→ GIVEN INSTRUCTION
Images excluded, repeat each entry below exactly.

........

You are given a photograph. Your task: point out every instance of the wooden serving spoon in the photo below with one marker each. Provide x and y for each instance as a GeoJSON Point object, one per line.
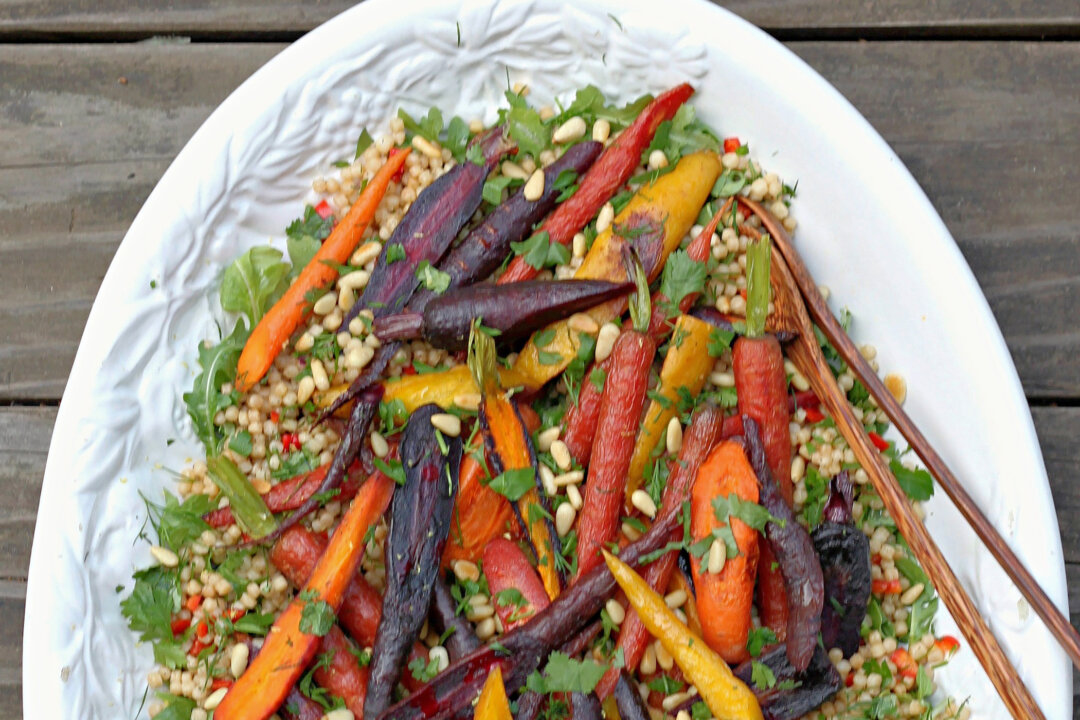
{"type": "Point", "coordinates": [805, 352]}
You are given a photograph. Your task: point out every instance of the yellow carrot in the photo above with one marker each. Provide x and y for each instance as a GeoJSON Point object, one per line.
{"type": "Point", "coordinates": [275, 327]}
{"type": "Point", "coordinates": [687, 365]}
{"type": "Point", "coordinates": [726, 695]}
{"type": "Point", "coordinates": [671, 203]}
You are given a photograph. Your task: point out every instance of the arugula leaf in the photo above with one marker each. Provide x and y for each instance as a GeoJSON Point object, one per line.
{"type": "Point", "coordinates": [513, 484]}
{"type": "Point", "coordinates": [218, 365]}
{"type": "Point", "coordinates": [682, 276]}
{"type": "Point", "coordinates": [457, 138]}
{"type": "Point", "coordinates": [178, 524]}
{"type": "Point", "coordinates": [253, 282]}
{"type": "Point", "coordinates": [434, 280]}
{"type": "Point", "coordinates": [540, 253]}
{"type": "Point", "coordinates": [562, 674]}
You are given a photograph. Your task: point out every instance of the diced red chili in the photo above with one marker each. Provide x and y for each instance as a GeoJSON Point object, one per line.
{"type": "Point", "coordinates": [324, 209]}
{"type": "Point", "coordinates": [879, 442]}
{"type": "Point", "coordinates": [886, 587]}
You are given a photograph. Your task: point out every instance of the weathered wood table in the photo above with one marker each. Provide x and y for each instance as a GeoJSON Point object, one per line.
{"type": "Point", "coordinates": [981, 98]}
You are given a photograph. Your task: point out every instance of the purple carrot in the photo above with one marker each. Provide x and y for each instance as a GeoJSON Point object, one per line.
{"type": "Point", "coordinates": [361, 417]}
{"type": "Point", "coordinates": [793, 548]}
{"type": "Point", "coordinates": [515, 310]}
{"type": "Point", "coordinates": [484, 249]}
{"type": "Point", "coordinates": [420, 515]}
{"type": "Point", "coordinates": [522, 650]}
{"type": "Point", "coordinates": [428, 229]}
{"type": "Point", "coordinates": [844, 552]}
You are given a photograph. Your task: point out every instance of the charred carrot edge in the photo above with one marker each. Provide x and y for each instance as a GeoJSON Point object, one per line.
{"type": "Point", "coordinates": [493, 703]}
{"type": "Point", "coordinates": [260, 690]}
{"type": "Point", "coordinates": [282, 320]}
{"type": "Point", "coordinates": [610, 172]}
{"type": "Point", "coordinates": [725, 598]}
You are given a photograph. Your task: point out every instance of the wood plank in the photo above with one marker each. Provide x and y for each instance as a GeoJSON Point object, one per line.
{"type": "Point", "coordinates": [224, 18]}
{"type": "Point", "coordinates": [987, 128]}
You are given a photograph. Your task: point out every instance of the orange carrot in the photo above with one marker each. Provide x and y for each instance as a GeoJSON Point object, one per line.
{"type": "Point", "coordinates": [725, 598]}
{"type": "Point", "coordinates": [282, 320]}
{"type": "Point", "coordinates": [288, 650]}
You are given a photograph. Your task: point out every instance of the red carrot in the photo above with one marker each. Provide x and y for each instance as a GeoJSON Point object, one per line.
{"type": "Point", "coordinates": [620, 412]}
{"type": "Point", "coordinates": [701, 436]}
{"type": "Point", "coordinates": [609, 173]}
{"type": "Point", "coordinates": [515, 586]}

........

→ RIGHT ANSWER
You are given a photograph. Your task: point out every instance of the wooden serving spoon in the photo below with one marker each. Provide x and y for each instance as a GeoJSON Point object, one per line.
{"type": "Point", "coordinates": [805, 352]}
You are given a photograph. Your task: point out every instance of the yellow carrot in the photo above with one marker each. Provide x and y for each instance as a GeoJSON Point object, one per line.
{"type": "Point", "coordinates": [275, 327]}
{"type": "Point", "coordinates": [687, 365]}
{"type": "Point", "coordinates": [726, 695]}
{"type": "Point", "coordinates": [671, 203]}
You are given a photograph. Your task: point out every instance of the arugula leaf in the photo above with one marker each. Provide x and y for each instance as a GeoJSON Point object, one per line.
{"type": "Point", "coordinates": [513, 484]}
{"type": "Point", "coordinates": [218, 365]}
{"type": "Point", "coordinates": [682, 276]}
{"type": "Point", "coordinates": [457, 138]}
{"type": "Point", "coordinates": [178, 524]}
{"type": "Point", "coordinates": [253, 282]}
{"type": "Point", "coordinates": [434, 280]}
{"type": "Point", "coordinates": [540, 253]}
{"type": "Point", "coordinates": [562, 674]}
You are given a photograph. Your task: point out every instance of the diced red chili in the photo above with one marker each. Provide x and y for each instance as a GeoJSON Point object, one per line.
{"type": "Point", "coordinates": [324, 209]}
{"type": "Point", "coordinates": [879, 442]}
{"type": "Point", "coordinates": [886, 587]}
You are given a photograph. Your task: point out every instance of the weathered wood table in the photo above with one marker each. Provide x and y for each instance as a GeoJSON Point object, one per line.
{"type": "Point", "coordinates": [981, 98]}
You are given a photograph. Your task: point out every instance of the purple carrot in the photo above with one marker each. Provide x and y for each instance as a GeoJSON Point object, one per line.
{"type": "Point", "coordinates": [361, 417]}
{"type": "Point", "coordinates": [793, 548]}
{"type": "Point", "coordinates": [515, 310]}
{"type": "Point", "coordinates": [484, 249]}
{"type": "Point", "coordinates": [420, 515]}
{"type": "Point", "coordinates": [522, 650]}
{"type": "Point", "coordinates": [428, 229]}
{"type": "Point", "coordinates": [844, 552]}
You are given a photograph. Your task: point out every instance of the charred carrot edge in the photo above with one marker each. Provide x and y for each instance as a GeoJSON Point object, one per line.
{"type": "Point", "coordinates": [493, 703]}
{"type": "Point", "coordinates": [260, 690]}
{"type": "Point", "coordinates": [282, 320]}
{"type": "Point", "coordinates": [610, 172]}
{"type": "Point", "coordinates": [725, 598]}
You are given a photograph. Your task: point out every instance of the wood plank in the photo above with one marker each. Provide x and y for each instance as a GeoJSON Point object, one per line.
{"type": "Point", "coordinates": [224, 18]}
{"type": "Point", "coordinates": [987, 128]}
You are given a photograph. Your task: point out every instance of the orange carrot in the photo above with one marker each. Provide x and y for each instance as a GeoJSON Point object, one per line.
{"type": "Point", "coordinates": [725, 598]}
{"type": "Point", "coordinates": [282, 320]}
{"type": "Point", "coordinates": [288, 650]}
You are given a photograph. Your task: point out every instance of the red carrot in the photo above with one marker each. Provide x and y for each instance as a GeoJSON Point object, one per line.
{"type": "Point", "coordinates": [620, 412]}
{"type": "Point", "coordinates": [701, 436]}
{"type": "Point", "coordinates": [609, 173]}
{"type": "Point", "coordinates": [515, 586]}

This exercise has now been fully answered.